**JOB**: Reproduce each of the following entries verbatim, leaving every line unchanged.

-- START SUPPLIED ENTRIES --

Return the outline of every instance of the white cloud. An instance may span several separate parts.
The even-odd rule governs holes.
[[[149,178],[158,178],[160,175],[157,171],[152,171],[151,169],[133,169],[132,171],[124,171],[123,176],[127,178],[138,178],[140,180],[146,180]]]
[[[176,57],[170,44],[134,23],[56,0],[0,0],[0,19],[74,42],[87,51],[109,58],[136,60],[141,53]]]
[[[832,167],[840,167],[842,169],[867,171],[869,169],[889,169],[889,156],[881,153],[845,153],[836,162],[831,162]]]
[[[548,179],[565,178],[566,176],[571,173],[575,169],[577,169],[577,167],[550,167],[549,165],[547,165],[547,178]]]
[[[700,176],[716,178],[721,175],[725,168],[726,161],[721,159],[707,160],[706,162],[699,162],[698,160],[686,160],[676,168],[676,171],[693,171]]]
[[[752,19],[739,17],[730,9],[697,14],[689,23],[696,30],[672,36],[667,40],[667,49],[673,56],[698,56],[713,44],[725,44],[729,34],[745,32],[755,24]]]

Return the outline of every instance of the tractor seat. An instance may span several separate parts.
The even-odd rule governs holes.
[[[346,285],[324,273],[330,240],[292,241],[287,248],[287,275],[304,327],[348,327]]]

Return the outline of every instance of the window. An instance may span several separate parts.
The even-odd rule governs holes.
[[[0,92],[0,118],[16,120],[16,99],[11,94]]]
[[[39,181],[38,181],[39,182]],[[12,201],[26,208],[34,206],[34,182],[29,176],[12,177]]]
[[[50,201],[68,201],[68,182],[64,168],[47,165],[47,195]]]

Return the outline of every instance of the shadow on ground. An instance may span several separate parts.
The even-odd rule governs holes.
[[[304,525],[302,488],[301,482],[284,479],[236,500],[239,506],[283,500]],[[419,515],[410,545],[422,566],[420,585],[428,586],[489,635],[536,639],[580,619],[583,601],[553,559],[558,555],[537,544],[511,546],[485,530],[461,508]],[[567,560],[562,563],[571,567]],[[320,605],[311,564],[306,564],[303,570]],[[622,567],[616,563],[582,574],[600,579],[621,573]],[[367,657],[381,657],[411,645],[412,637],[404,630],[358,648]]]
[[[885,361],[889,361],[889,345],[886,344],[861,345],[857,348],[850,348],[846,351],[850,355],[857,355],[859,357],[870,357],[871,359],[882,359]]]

-- END SUPPLIED ENTRIES --

**RESPONSE**:
Return the outline of every instance of the white cloud. An instance may span several separate parts.
The even-odd rule governs holes.
[[[149,178],[158,178],[160,175],[157,171],[152,171],[151,169],[133,169],[132,171],[124,171],[123,176],[127,178],[138,178],[140,180],[146,180]]]
[[[176,57],[170,44],[134,23],[56,0],[0,0],[0,19],[74,42],[87,51],[109,58],[136,60],[141,53]]]
[[[832,167],[840,167],[842,169],[867,171],[869,169],[889,169],[889,156],[881,153],[845,153],[836,162],[831,162]]]
[[[548,179],[565,178],[566,176],[571,173],[575,169],[577,169],[577,167],[550,167],[549,165],[547,165],[547,178]]]
[[[700,176],[716,178],[721,175],[725,168],[726,161],[721,159],[707,160],[706,162],[699,162],[698,160],[686,160],[676,168],[676,171],[693,171]]]
[[[752,19],[739,17],[730,9],[697,14],[689,23],[696,30],[672,36],[667,40],[667,49],[673,56],[698,56],[713,44],[725,44],[729,34],[745,32],[755,24]]]

Return the outline of every instance of the tractor seat. An instance may span several separate parts.
The even-odd rule governs holes.
[[[346,285],[324,273],[330,240],[292,241],[287,248],[287,275],[304,327],[348,327]]]

Return the outline of every instance of the window. An instance may span several separate parts.
The even-odd rule governs holes.
[[[0,92],[0,118],[16,120],[16,99],[11,94]]]
[[[39,181],[38,181],[39,182]],[[12,201],[26,208],[34,206],[34,182],[29,176],[12,177]]]
[[[50,201],[68,201],[68,182],[64,168],[47,165],[47,195]]]

Return the outline of every instance of the shadow on ground. An instance may span several separate parts.
The even-odd rule governs holes.
[[[304,525],[302,488],[301,482],[284,479],[236,500],[239,506],[283,500]],[[419,515],[410,545],[422,566],[420,585],[428,586],[489,635],[536,639],[580,619],[583,601],[553,559],[558,555],[537,544],[511,546],[485,530],[461,508]],[[567,560],[562,563],[571,567]],[[320,605],[311,564],[306,564],[303,570]],[[622,567],[616,563],[582,574],[600,579],[621,573]],[[367,657],[381,657],[411,645],[412,637],[404,630],[358,648]]]
[[[885,361],[889,361],[889,345],[886,344],[861,345],[857,348],[850,348],[846,351],[850,355],[857,355],[859,357],[870,357],[871,359],[882,359]]]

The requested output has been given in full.